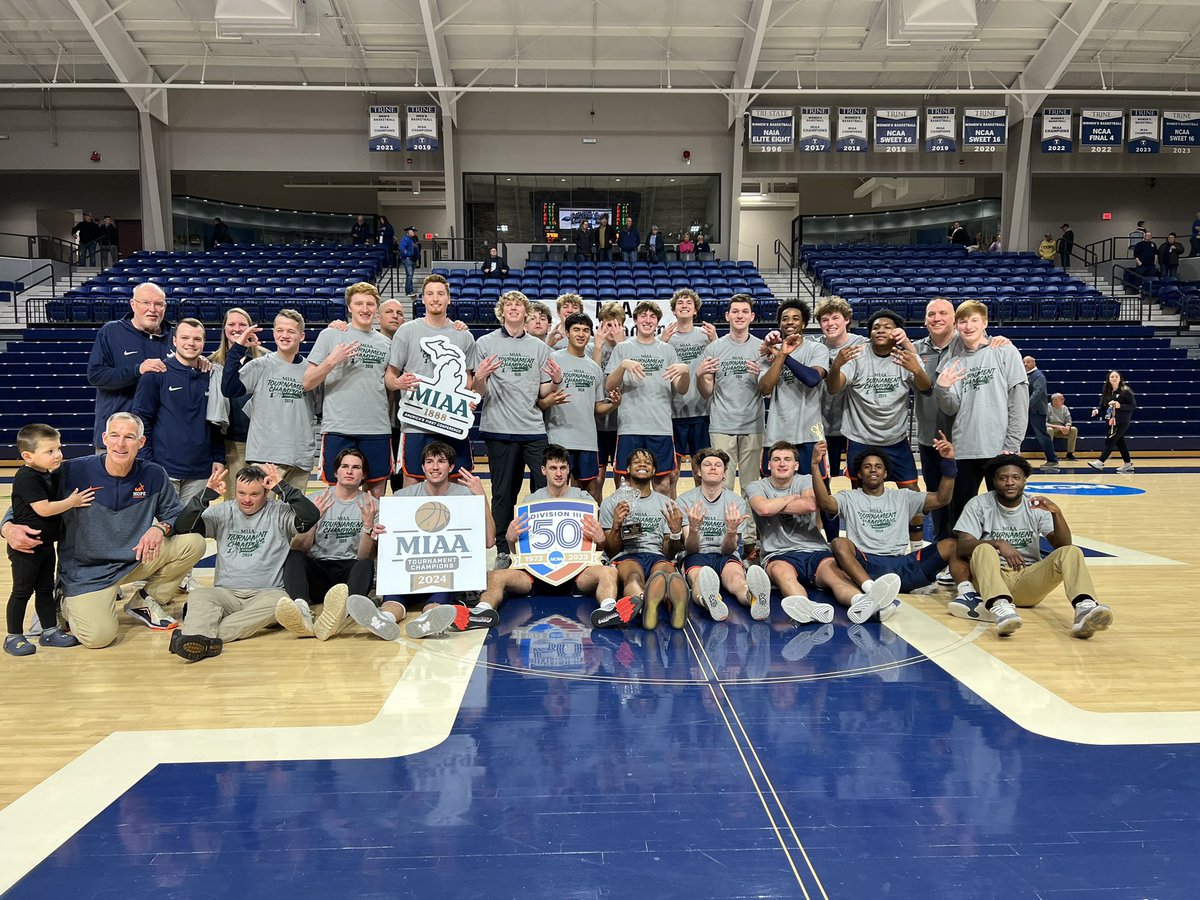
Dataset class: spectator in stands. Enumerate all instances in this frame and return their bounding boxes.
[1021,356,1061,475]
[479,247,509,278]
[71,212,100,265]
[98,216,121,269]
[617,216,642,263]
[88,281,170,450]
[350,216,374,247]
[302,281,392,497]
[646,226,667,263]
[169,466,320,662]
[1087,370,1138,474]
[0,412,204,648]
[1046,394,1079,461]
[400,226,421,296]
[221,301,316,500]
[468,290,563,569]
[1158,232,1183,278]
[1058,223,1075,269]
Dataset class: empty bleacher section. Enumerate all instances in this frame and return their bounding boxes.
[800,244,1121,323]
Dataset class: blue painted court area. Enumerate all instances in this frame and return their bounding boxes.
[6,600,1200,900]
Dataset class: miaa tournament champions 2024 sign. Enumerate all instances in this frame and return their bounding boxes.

--

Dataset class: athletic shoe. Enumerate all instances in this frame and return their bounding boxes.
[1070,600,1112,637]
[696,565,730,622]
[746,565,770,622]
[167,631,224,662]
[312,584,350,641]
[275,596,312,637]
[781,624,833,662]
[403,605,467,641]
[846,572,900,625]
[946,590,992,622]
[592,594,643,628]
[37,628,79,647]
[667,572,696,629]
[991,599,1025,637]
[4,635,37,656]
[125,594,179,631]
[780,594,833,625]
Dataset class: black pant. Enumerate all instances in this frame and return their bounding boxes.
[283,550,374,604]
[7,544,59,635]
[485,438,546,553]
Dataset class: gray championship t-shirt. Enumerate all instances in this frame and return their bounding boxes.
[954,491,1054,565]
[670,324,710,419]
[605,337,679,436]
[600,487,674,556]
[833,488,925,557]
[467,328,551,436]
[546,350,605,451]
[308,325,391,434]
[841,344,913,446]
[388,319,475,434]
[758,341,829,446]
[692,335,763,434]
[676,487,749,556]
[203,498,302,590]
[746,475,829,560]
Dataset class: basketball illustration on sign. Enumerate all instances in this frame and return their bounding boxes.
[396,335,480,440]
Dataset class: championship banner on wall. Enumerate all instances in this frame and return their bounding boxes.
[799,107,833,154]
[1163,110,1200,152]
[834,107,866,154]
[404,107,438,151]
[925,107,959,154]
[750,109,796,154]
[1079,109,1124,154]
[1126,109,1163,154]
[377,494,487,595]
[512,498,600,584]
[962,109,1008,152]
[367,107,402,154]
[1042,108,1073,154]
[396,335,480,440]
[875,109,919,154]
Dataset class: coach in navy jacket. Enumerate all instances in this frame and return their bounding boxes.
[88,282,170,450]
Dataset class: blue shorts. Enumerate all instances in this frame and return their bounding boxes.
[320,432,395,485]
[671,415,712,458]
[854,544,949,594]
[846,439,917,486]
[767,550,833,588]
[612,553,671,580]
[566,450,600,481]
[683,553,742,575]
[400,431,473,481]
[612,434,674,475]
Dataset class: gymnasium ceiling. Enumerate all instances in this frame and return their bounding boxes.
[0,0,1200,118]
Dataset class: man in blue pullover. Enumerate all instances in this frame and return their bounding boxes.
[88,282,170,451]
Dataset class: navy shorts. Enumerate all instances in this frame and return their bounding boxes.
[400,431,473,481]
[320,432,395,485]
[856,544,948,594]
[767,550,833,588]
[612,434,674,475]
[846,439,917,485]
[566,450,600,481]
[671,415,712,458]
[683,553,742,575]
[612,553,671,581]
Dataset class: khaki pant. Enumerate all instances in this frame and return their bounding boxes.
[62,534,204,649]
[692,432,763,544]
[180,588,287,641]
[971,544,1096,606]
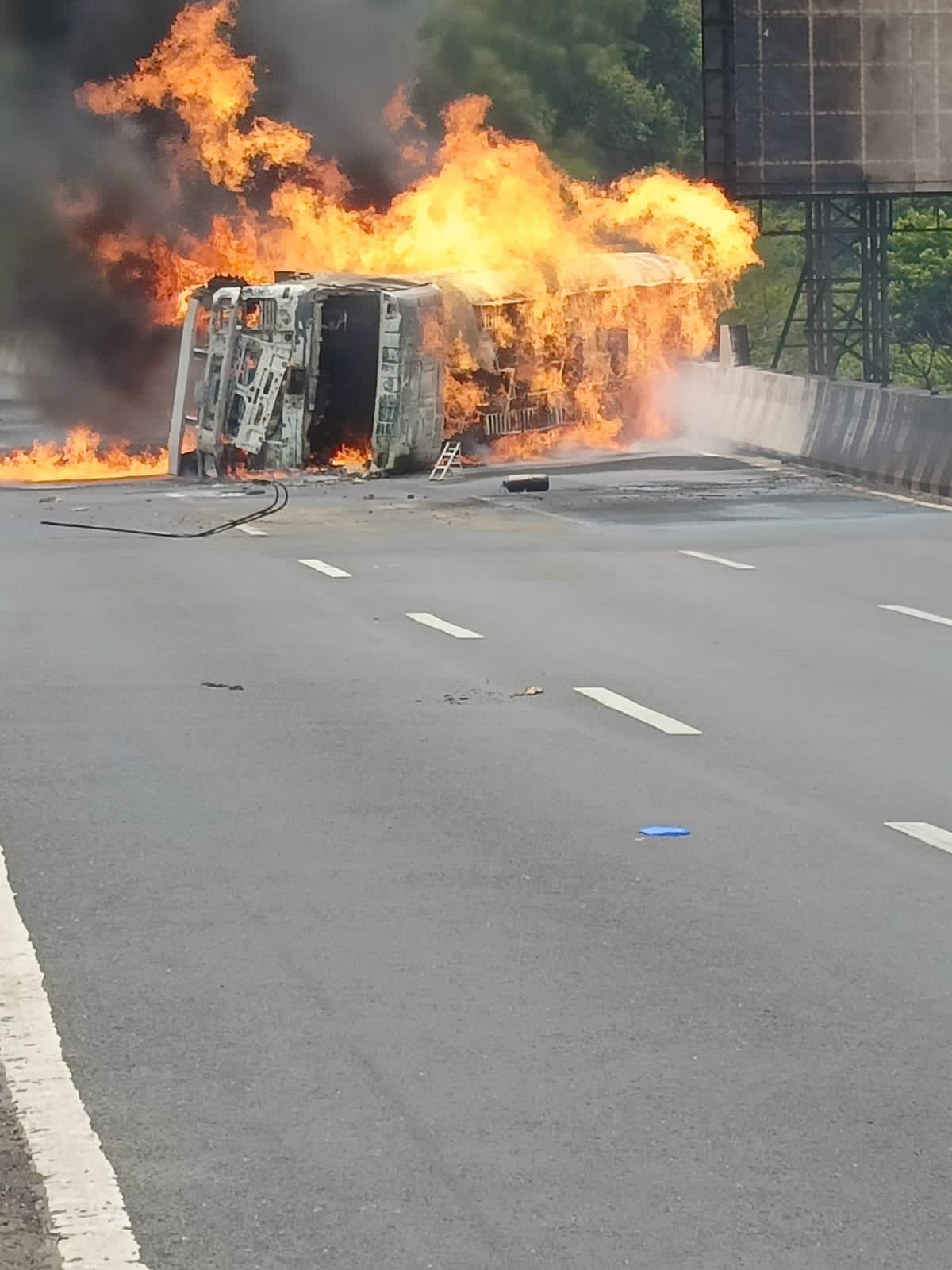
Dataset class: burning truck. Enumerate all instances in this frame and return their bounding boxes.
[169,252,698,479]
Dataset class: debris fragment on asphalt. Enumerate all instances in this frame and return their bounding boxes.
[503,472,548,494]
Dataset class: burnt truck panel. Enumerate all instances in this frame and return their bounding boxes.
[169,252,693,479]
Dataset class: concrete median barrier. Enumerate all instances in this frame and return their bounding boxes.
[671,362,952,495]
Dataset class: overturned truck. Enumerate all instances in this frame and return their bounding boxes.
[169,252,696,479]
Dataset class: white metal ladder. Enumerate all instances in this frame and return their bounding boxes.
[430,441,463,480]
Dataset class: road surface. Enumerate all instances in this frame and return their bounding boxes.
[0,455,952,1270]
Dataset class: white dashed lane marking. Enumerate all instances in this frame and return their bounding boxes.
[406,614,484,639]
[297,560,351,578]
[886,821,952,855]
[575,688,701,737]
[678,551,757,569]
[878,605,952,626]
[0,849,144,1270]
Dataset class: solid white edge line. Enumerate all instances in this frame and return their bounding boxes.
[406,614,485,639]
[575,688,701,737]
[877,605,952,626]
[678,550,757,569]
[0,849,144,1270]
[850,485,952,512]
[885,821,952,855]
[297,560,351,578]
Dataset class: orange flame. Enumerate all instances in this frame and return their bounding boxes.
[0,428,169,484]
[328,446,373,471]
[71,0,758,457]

## Directions
List each line in the material above that contains the string "blue".

## Task answer
Dataset class: blue painted court area. Enumerate all instances in this frame and return their bounding boxes.
Dataset class: blue shorts. Enumerate all instances in this frame and return their bounding boxes.
Dataset class: man in blue pullover. Enumerate all instances in this frame and return their bounding boxes.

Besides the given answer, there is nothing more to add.